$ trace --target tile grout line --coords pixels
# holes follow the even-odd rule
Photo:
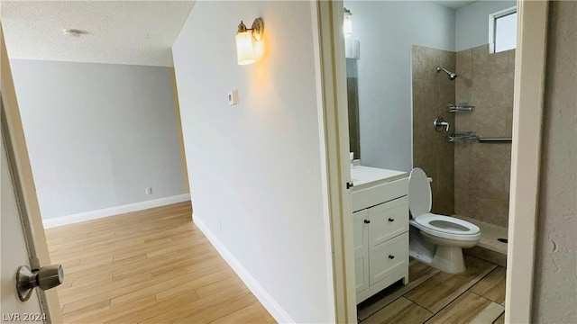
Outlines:
[[[440,313],[441,311],[443,311],[443,310],[444,310],[444,309],[445,309],[445,308],[447,308],[449,305],[451,305],[454,301],[456,301],[459,297],[463,296],[465,292],[469,292],[469,290],[470,290],[471,288],[472,288],[472,286],[474,286],[474,285],[475,285],[475,284],[477,284],[479,282],[481,282],[481,280],[483,280],[487,275],[489,275],[489,274],[492,273],[495,269],[497,269],[497,266],[497,266],[497,265],[495,265],[495,264],[493,264],[493,266],[494,266],[494,267],[493,267],[490,271],[489,271],[487,274],[485,274],[485,275],[483,275],[482,277],[479,278],[479,280],[477,280],[474,284],[472,284],[471,285],[471,287],[467,288],[465,291],[463,291],[463,292],[461,292],[457,297],[455,297],[453,300],[452,300],[452,301],[451,301],[451,302],[447,303],[447,304],[446,304],[446,305],[444,305],[443,308],[441,308],[441,309],[439,310],[439,311],[435,312],[435,311],[433,311],[433,310],[429,310],[429,309],[427,309],[427,308],[426,308],[426,307],[423,307],[423,308],[424,308],[424,309],[426,309],[426,310],[429,310],[430,312],[434,313],[435,315],[436,315],[436,314]],[[474,293],[474,292],[473,292],[473,293]],[[405,298],[407,298],[407,297],[405,297]],[[484,297],[483,297],[483,298],[484,298]],[[407,299],[408,299],[408,298],[407,298]],[[411,301],[411,302],[412,302],[412,301]],[[492,301],[490,301],[490,302],[492,302]],[[417,303],[417,302],[415,302],[415,303]],[[418,305],[418,304],[417,304],[417,305]],[[420,306],[420,305],[419,305],[419,306]],[[421,307],[422,307],[422,306],[421,306]],[[429,319],[429,320],[430,320],[430,319]],[[427,321],[428,321],[429,320],[427,320]]]

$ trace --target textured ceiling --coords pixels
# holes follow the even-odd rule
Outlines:
[[[194,1],[1,1],[11,58],[172,66]],[[87,34],[74,37],[65,29]]]
[[[459,9],[463,6],[467,6],[472,3],[477,2],[476,0],[438,0],[435,1],[437,4],[445,6],[451,9]]]

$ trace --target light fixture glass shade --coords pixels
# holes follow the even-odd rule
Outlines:
[[[250,31],[236,33],[236,58],[238,65],[248,65],[256,61],[252,34]]]
[[[353,35],[353,14],[349,10],[344,8],[344,19],[343,22],[343,33],[344,37],[350,37]]]

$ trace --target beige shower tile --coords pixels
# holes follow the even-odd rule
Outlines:
[[[508,171],[503,166],[497,168],[474,167],[469,172],[469,194],[499,200],[508,199],[505,183]]]
[[[413,80],[415,79],[426,79],[426,76],[424,74],[424,59],[423,59],[423,47],[413,45],[412,49],[412,70]]]
[[[507,227],[508,224],[508,201],[469,195],[469,215],[472,218]]]
[[[435,315],[427,324],[492,323],[505,307],[475,293],[466,292],[447,308]]]
[[[508,50],[489,54],[487,56],[488,73],[490,75],[496,75],[499,73],[508,72],[508,57],[509,53]]]
[[[461,130],[458,130],[461,131]],[[471,166],[471,143],[454,142],[454,166]]]
[[[481,75],[472,79],[471,104],[477,106],[479,114],[488,107],[502,106],[508,98],[508,74]]]
[[[454,190],[454,212],[469,215],[469,191],[463,188]]]
[[[457,52],[455,59],[456,73],[459,77],[471,79],[472,77],[472,50]]]
[[[511,145],[508,143],[471,143],[471,166],[499,169],[510,167]]]
[[[472,78],[479,77],[488,73],[487,64],[489,59],[489,44],[472,49]]]
[[[465,256],[467,270],[460,274],[439,273],[413,289],[405,297],[436,313],[478,283],[497,266]]]

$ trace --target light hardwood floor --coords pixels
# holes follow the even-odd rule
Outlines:
[[[190,202],[46,230],[68,323],[274,323],[192,223]]]
[[[411,261],[409,283],[358,306],[361,323],[503,323],[505,268],[465,256],[467,270],[449,274]]]

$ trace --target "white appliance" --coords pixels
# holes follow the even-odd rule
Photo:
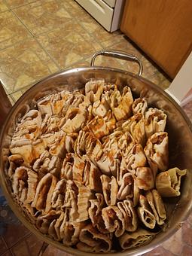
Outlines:
[[[108,32],[119,29],[124,0],[75,0]]]

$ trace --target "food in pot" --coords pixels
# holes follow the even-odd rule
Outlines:
[[[166,114],[130,88],[91,80],[49,95],[17,120],[7,174],[42,233],[87,252],[149,242],[166,223],[162,197],[186,170],[169,166]]]

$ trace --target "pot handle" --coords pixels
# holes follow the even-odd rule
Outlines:
[[[127,53],[122,50],[102,50],[96,52],[92,56],[92,59],[90,61],[91,66],[95,66],[95,59],[99,55],[103,55],[103,56],[107,56],[114,57],[117,59],[125,59],[125,60],[135,61],[139,66],[139,70],[138,75],[140,76],[142,74],[143,67],[142,67],[142,62],[136,56],[131,53]]]

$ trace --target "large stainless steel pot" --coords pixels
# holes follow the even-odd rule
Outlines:
[[[94,65],[95,58],[99,54],[135,60],[139,64],[139,75],[142,73],[142,65],[139,60],[122,52],[102,51],[96,53],[92,59],[92,65]],[[105,78],[107,82],[122,85],[128,84],[135,96],[145,97],[150,106],[163,109],[168,115],[166,130],[169,136],[169,167],[178,166],[189,170],[187,177],[183,180],[181,196],[179,198],[170,198],[165,200],[168,212],[168,223],[165,230],[146,245],[115,253],[117,255],[141,254],[154,248],[162,242],[168,239],[181,227],[192,208],[192,126],[182,109],[166,92],[140,75],[116,69],[92,66],[61,72],[35,84],[15,103],[2,130],[0,142],[1,186],[16,215],[39,239],[68,253],[76,255],[90,254],[65,247],[61,243],[41,234],[29,221],[20,206],[15,203],[9,180],[5,172],[5,159],[9,151],[8,147],[18,117],[24,114],[29,109],[29,108],[35,107],[37,101],[45,95],[65,89],[73,90],[81,88],[90,78]],[[99,255],[99,254],[93,254]],[[108,254],[108,255],[113,254],[113,253]]]

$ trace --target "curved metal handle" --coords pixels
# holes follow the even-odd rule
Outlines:
[[[142,64],[141,61],[134,55],[131,53],[127,53],[121,50],[102,50],[96,52],[91,59],[90,62],[90,66],[94,66],[95,63],[95,59],[99,55],[103,55],[103,56],[107,56],[110,57],[114,57],[114,58],[117,58],[117,59],[125,59],[125,60],[131,60],[131,61],[135,61],[136,62],[139,66],[139,70],[138,72],[138,75],[140,76],[142,74]]]

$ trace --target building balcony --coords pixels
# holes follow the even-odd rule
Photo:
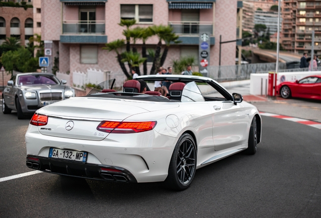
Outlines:
[[[104,34],[104,21],[64,21],[63,34]]]
[[[169,21],[169,25],[178,35],[198,35],[200,32],[213,34],[213,23],[211,22]]]

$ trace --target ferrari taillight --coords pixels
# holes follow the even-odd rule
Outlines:
[[[30,121],[30,124],[34,126],[45,126],[48,123],[48,117],[35,114]]]
[[[113,122],[102,121],[97,127],[97,130],[112,133],[135,133],[152,130],[157,122]]]

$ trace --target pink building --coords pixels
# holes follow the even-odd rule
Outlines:
[[[124,28],[118,25],[121,18],[135,19],[136,25],[142,27],[173,26],[182,43],[171,46],[165,67],[183,56],[194,56],[198,60],[199,33],[209,32],[209,65],[217,66],[220,35],[223,41],[236,38],[237,5],[236,0],[42,1],[42,38],[52,54],[48,72],[59,51],[61,72],[83,72],[89,68],[121,72],[116,53],[101,49],[108,42],[125,39]],[[157,43],[155,37],[146,43],[154,48]],[[222,65],[235,65],[236,45],[222,44]]]

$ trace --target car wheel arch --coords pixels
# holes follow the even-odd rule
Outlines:
[[[192,136],[192,138],[193,138],[193,139],[194,139],[194,141],[195,142],[195,145],[196,146],[196,150],[198,150],[198,145],[197,144],[197,140],[196,139],[196,137],[195,136],[195,134],[194,134],[194,133],[191,130],[186,130],[186,131],[185,131],[183,133],[182,133],[182,134],[181,134],[181,135],[182,135],[184,133],[188,133],[188,134],[190,134],[191,135],[191,136]]]

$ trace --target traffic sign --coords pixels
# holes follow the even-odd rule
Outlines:
[[[206,59],[203,59],[200,62],[200,65],[203,67],[207,67],[207,65],[208,65],[208,61]]]
[[[200,52],[200,56],[203,58],[206,58],[208,57],[208,52],[206,51],[202,51]]]
[[[39,57],[39,67],[49,66],[49,58],[48,57]]]

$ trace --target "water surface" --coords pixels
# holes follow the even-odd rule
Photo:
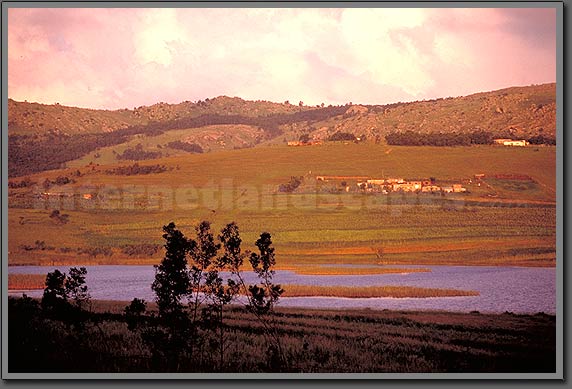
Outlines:
[[[394,267],[394,266],[391,266]],[[289,297],[281,298],[280,306],[308,308],[371,308],[371,309],[421,309],[448,311],[556,312],[556,269],[488,266],[422,266],[431,272],[374,275],[298,275],[279,270],[275,281],[287,288],[287,284],[320,286],[416,286],[476,290],[479,296],[432,298],[337,298],[337,297]],[[130,301],[154,298],[151,283],[155,276],[152,266],[86,266],[87,284],[93,299]],[[10,266],[9,273],[47,274],[51,266]],[[68,271],[68,267],[59,267]],[[404,269],[406,271],[406,269]],[[246,282],[255,282],[251,272],[245,273]],[[11,293],[11,294],[16,294]],[[17,294],[21,294],[18,292]],[[26,294],[39,297],[42,291]]]

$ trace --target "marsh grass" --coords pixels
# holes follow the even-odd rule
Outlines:
[[[8,290],[43,289],[45,274],[8,274]]]
[[[430,272],[427,268],[390,268],[390,267],[343,267],[343,266],[277,266],[276,270],[290,270],[296,274],[333,276],[333,275],[370,275],[370,274],[408,274]]]
[[[472,290],[418,288],[413,286],[316,286],[316,285],[282,285],[284,297],[394,297],[394,298],[426,298],[426,297],[461,297],[478,296]]]

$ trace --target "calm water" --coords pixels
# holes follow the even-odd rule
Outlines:
[[[359,276],[309,276],[280,270],[275,281],[280,284],[306,285],[403,285],[427,288],[476,290],[476,297],[438,298],[364,298],[334,297],[282,298],[280,306],[312,308],[428,309],[449,311],[556,312],[556,269],[522,267],[423,266],[428,273],[376,274]],[[9,273],[43,273],[49,266],[11,266]],[[61,267],[61,271],[68,271]],[[153,300],[152,266],[87,266],[87,283],[93,299],[130,301],[133,298]],[[246,282],[255,281],[246,273]],[[15,293],[14,293],[15,294]],[[21,294],[18,293],[18,294]],[[27,292],[41,296],[41,291]]]

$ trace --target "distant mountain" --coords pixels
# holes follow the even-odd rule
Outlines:
[[[8,99],[9,134],[101,133],[116,131],[151,122],[167,122],[203,115],[242,115],[257,117],[295,113],[311,107],[248,101],[238,97],[219,96],[214,99],[179,104],[157,103],[133,109],[95,110],[59,104],[19,102]]]
[[[141,156],[165,156],[282,144],[302,135],[314,140],[353,135],[385,143],[388,134],[431,134],[435,139],[435,134],[451,138],[477,130],[494,137],[554,139],[556,85],[410,103],[327,107],[226,96],[115,111],[9,100],[8,165],[13,177],[57,169],[90,155],[92,161],[101,155],[108,162],[117,161],[120,153],[134,147]]]

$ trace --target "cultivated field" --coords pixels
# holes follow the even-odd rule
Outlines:
[[[555,264],[554,147],[273,146],[139,161],[165,165],[163,173],[106,173],[132,163],[84,165],[75,183],[54,186],[45,198],[37,196],[41,183],[72,177],[76,165],[10,189],[9,263],[156,264],[163,225],[175,221],[192,235],[210,220],[215,231],[236,221],[245,248],[270,232],[279,267]],[[470,193],[316,194],[320,174],[435,177],[463,182]],[[481,185],[475,174],[485,174]],[[291,176],[304,177],[303,185],[279,193]],[[69,215],[66,223],[50,218],[54,209]],[[143,245],[159,249],[126,249]]]

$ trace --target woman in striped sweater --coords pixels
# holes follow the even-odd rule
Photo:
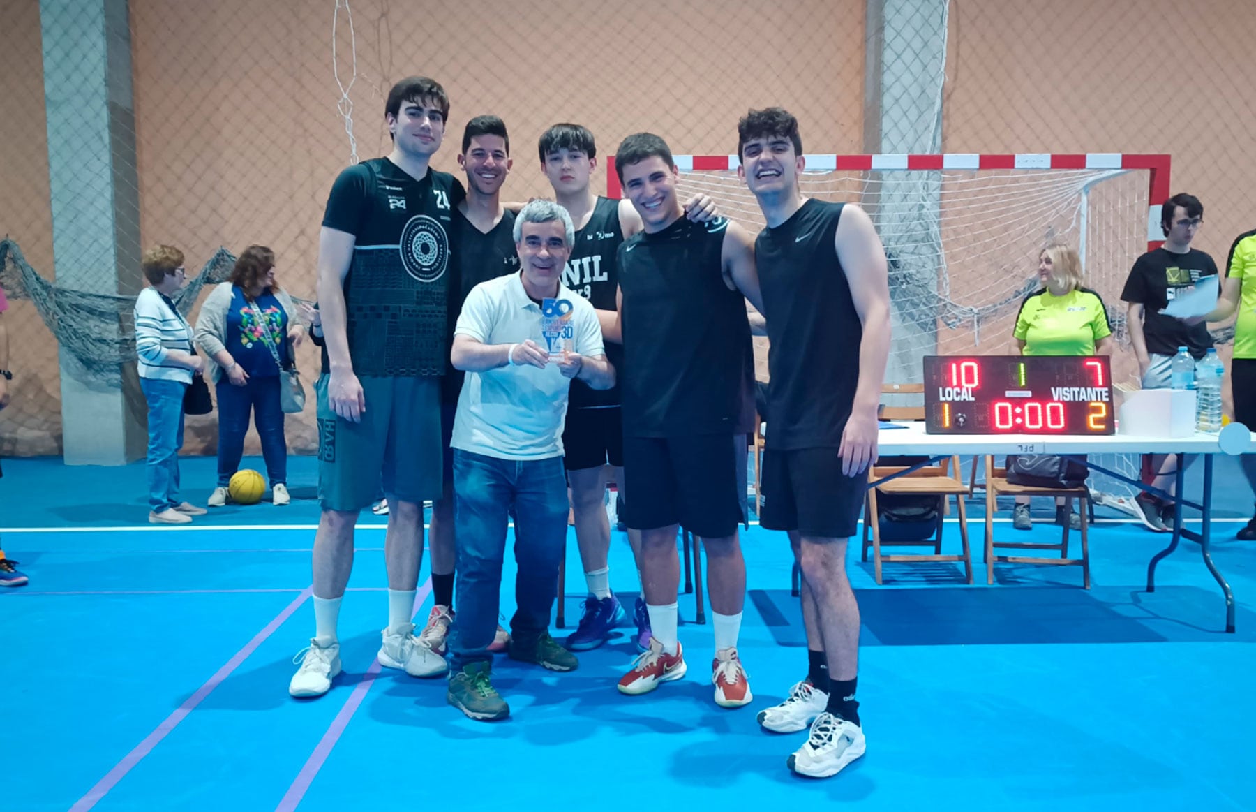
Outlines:
[[[148,401],[148,520],[187,524],[206,510],[178,497],[183,393],[205,361],[192,348],[192,328],[171,300],[183,287],[183,251],[158,245],[144,253],[142,268],[149,287],[136,298],[136,354]]]

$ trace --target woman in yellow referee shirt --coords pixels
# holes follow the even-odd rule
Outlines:
[[[1248,278],[1252,278],[1251,283],[1247,283]],[[1230,362],[1235,422],[1256,429],[1256,229],[1240,234],[1230,248],[1226,284],[1217,299],[1217,308],[1203,318],[1208,322],[1223,322],[1236,312],[1235,354]],[[1188,323],[1192,321],[1198,319],[1189,319]],[[1256,454],[1243,454],[1238,459],[1247,484],[1256,491]],[[1245,542],[1256,539],[1256,518],[1238,530],[1237,538]]]
[[[1103,299],[1081,287],[1081,260],[1068,245],[1048,245],[1037,255],[1037,278],[1042,289],[1025,297],[1012,336],[1022,356],[1094,356],[1112,351],[1112,327]],[[1081,527],[1071,500],[1056,500],[1055,520]],[[1012,527],[1027,530],[1029,497],[1017,497]]]

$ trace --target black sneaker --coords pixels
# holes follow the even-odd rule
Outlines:
[[[558,645],[558,641],[543,634],[535,642],[529,645],[525,641],[511,640],[506,649],[506,656],[520,662],[531,662],[550,671],[574,671],[580,661],[575,655]]]
[[[446,701],[477,721],[495,721],[510,715],[510,705],[492,686],[492,664],[468,662],[450,678]]]
[[[1135,502],[1138,503],[1138,507],[1143,510],[1143,515],[1139,518],[1143,519],[1143,524],[1147,525],[1147,529],[1154,530],[1157,533],[1168,533],[1169,528],[1166,527],[1164,519],[1161,518],[1159,500],[1150,498],[1144,499],[1142,495],[1139,495],[1135,499]]]
[[[1166,530],[1173,532],[1173,505],[1161,508],[1161,522],[1164,523]]]
[[[1081,529],[1081,515],[1074,513],[1073,508],[1069,505],[1055,505],[1055,523],[1063,525],[1065,522],[1069,523],[1070,530]]]

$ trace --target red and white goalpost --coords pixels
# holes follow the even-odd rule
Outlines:
[[[806,155],[803,194],[860,204],[889,259],[894,346],[888,380],[918,381],[926,354],[1015,352],[1021,299],[1037,289],[1037,254],[1049,243],[1078,249],[1085,285],[1108,305],[1118,339],[1115,381],[1137,363],[1120,292],[1134,260],[1163,243],[1168,155],[945,153]],[[752,233],[764,226],[737,177],[735,155],[673,156],[679,192],[705,192]],[[607,161],[607,194],[622,190]],[[1098,461],[1098,460],[1096,460]],[[1137,478],[1134,458],[1107,460]],[[1103,463],[1100,463],[1103,464]],[[1114,480],[1100,489],[1133,490]]]

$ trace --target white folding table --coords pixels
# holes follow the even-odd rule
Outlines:
[[[1210,548],[1212,534],[1212,461],[1216,454],[1243,454],[1252,446],[1253,435],[1241,424],[1231,424],[1217,434],[1197,432],[1187,437],[1149,437],[1140,435],[987,435],[987,434],[927,434],[923,422],[894,424],[899,429],[882,429],[877,436],[880,456],[926,456],[928,461],[919,463],[904,471],[869,483],[874,486],[888,479],[902,476],[912,470],[932,465],[952,454],[1058,454],[1060,456],[1081,458],[1086,454],[1199,454],[1203,456],[1203,493],[1199,502],[1183,498],[1186,466],[1178,465],[1174,476],[1177,498],[1144,485],[1115,471],[1089,463],[1094,470],[1103,471],[1115,479],[1129,483],[1143,491],[1173,502],[1173,537],[1169,546],[1156,553],[1147,564],[1147,591],[1156,591],[1156,566],[1162,558],[1177,549],[1182,537],[1197,542],[1203,553],[1203,563],[1221,586],[1226,596],[1226,631],[1235,631],[1235,596],[1225,577],[1212,561]],[[1194,508],[1203,515],[1203,525],[1198,533],[1182,527],[1182,507]]]

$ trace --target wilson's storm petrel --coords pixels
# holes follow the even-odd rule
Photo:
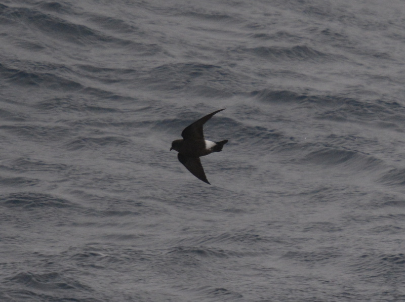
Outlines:
[[[204,139],[202,133],[202,125],[212,117],[213,115],[225,109],[214,111],[198,120],[194,122],[186,127],[181,133],[182,140],[176,140],[172,143],[170,151],[175,150],[179,153],[177,158],[195,177],[209,185],[204,173],[204,169],[199,160],[200,156],[208,155],[212,152],[219,152],[222,151],[224,145],[228,142],[228,140],[214,143]]]

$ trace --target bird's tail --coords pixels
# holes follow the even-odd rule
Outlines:
[[[222,147],[224,146],[224,145],[226,144],[228,142],[228,140],[224,140],[223,141],[221,141],[220,142],[216,142],[215,143],[216,145],[214,146],[214,148],[212,148],[212,151],[214,152],[220,152],[222,151]]]

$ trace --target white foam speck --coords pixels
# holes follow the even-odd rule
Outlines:
[[[206,149],[210,149],[216,145],[215,143],[214,142],[211,142],[211,141],[205,140],[204,141],[206,143]]]

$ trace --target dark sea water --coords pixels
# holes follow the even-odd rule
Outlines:
[[[0,139],[2,302],[405,300],[403,0],[0,1]]]

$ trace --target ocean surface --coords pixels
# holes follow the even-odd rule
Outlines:
[[[0,139],[2,302],[405,300],[403,0],[0,0]]]

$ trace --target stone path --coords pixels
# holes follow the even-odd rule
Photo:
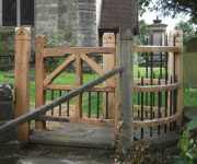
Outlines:
[[[58,129],[34,131],[31,143],[69,145],[82,148],[114,149],[112,127],[95,127],[86,124],[63,124]]]

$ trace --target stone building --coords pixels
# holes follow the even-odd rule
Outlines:
[[[96,0],[0,0],[0,26],[33,26],[78,46],[96,45]]]

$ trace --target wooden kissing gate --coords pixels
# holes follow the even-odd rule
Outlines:
[[[115,40],[115,37],[109,35],[111,39],[112,37]],[[19,140],[27,142],[31,120],[36,120],[35,128],[38,130],[47,128],[46,121],[109,125],[119,139],[123,152],[127,152],[135,137],[146,139],[146,131],[152,137],[153,131],[158,131],[158,136],[161,136],[162,127],[165,134],[167,129],[176,130],[182,126],[183,115],[182,33],[177,32],[174,38],[175,45],[171,46],[134,46],[132,35],[128,30],[117,35],[114,46],[106,43],[105,46],[108,47],[48,47],[46,37],[37,36],[35,40],[36,109],[30,110],[31,34],[24,27],[19,28],[15,36],[16,115],[14,120],[0,127],[0,132],[18,126]],[[134,52],[150,54],[150,57],[154,52],[167,56],[166,63],[161,65],[159,81],[153,75],[152,65],[150,69],[147,66],[146,77],[134,78]],[[107,69],[103,69],[102,65],[93,59],[97,55],[103,57],[104,61],[111,60],[113,63],[109,63]],[[45,61],[48,58],[66,59],[61,60],[62,62],[51,72],[47,72]],[[57,84],[55,80],[72,62],[74,62],[76,82],[72,85]],[[83,83],[83,62],[99,75],[97,79],[85,84]],[[165,67],[165,79],[162,79],[162,67]],[[50,99],[47,92],[50,92]],[[84,93],[89,98],[86,109],[83,108]],[[93,93],[99,102],[94,110],[91,104]],[[55,98],[57,94],[58,97]],[[143,104],[144,95],[148,101]],[[154,97],[159,102],[158,106]],[[165,97],[163,103],[162,97]],[[71,98],[74,98],[74,104]],[[135,98],[139,99],[137,104]]]

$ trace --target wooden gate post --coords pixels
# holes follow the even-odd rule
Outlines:
[[[181,114],[179,125],[183,122],[184,109],[184,86],[183,86],[183,31],[175,31],[175,46],[179,48],[179,52],[175,55],[175,73],[179,89],[177,91],[177,108]]]
[[[115,47],[116,46],[116,39],[115,39],[115,34],[114,33],[105,33],[103,35],[103,47]],[[115,67],[115,55],[103,55],[103,68],[104,71],[111,71]],[[115,84],[115,78],[111,78],[109,80],[106,81],[106,85],[114,86]],[[114,93],[109,93],[108,95],[108,118],[114,119],[114,108],[115,108],[115,95]],[[105,99],[105,98],[104,98]],[[106,103],[106,102],[104,102]],[[104,104],[104,114],[106,114],[106,104]]]
[[[35,106],[39,107],[45,105],[45,90],[44,90],[44,80],[45,80],[45,66],[44,66],[44,56],[43,49],[46,46],[46,37],[39,35],[35,40],[36,45],[36,61],[35,61]],[[44,129],[46,127],[45,121],[36,121],[36,129]]]
[[[15,36],[15,117],[30,109],[28,94],[28,61],[31,55],[31,34],[25,27],[16,31]],[[18,127],[18,139],[22,142],[28,141],[28,122]]]
[[[134,69],[132,69],[132,34],[130,30],[123,31],[120,36],[117,36],[117,65],[124,67],[124,71],[119,75],[118,89],[119,104],[116,108],[117,139],[118,149],[124,155],[127,155],[134,140],[132,126],[132,85],[134,85]]]

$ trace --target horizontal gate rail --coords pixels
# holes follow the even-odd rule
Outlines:
[[[92,81],[92,82],[89,82],[73,91],[71,91],[70,93],[53,101],[51,103],[47,104],[47,105],[43,105],[38,108],[36,108],[35,110],[32,110],[27,114],[24,114],[11,121],[8,121],[7,124],[2,125],[0,127],[0,133],[13,128],[13,127],[16,127],[18,125],[20,124],[23,124],[23,122],[26,122],[26,121],[30,121],[32,119],[37,119],[39,116],[44,115],[46,112],[49,112],[51,110],[51,108],[69,101],[70,98],[72,97],[76,97],[78,96],[79,94],[85,92],[86,90],[91,89],[91,87],[94,87],[95,85],[106,81],[107,79],[112,78],[113,75],[116,75],[120,72],[124,71],[124,68],[123,67],[119,67],[119,68],[115,68],[114,70],[112,71],[108,71],[106,72],[104,75],[97,78],[96,80]]]

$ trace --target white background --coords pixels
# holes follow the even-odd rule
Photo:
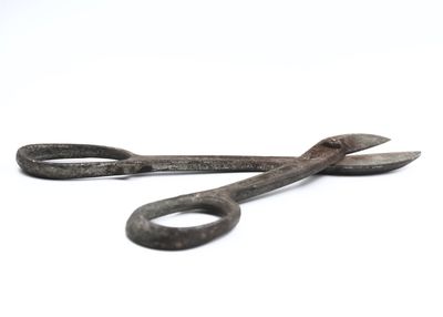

_To be done_.
Give the lines from the one containing "background --coords pixels" through the end of the records, both included, as a numbered list. Leave out blank lines and pictures.

_Task solution_.
1. $ trace --target white background --coords pixels
2. # holes follow the even-odd rule
3. Photo:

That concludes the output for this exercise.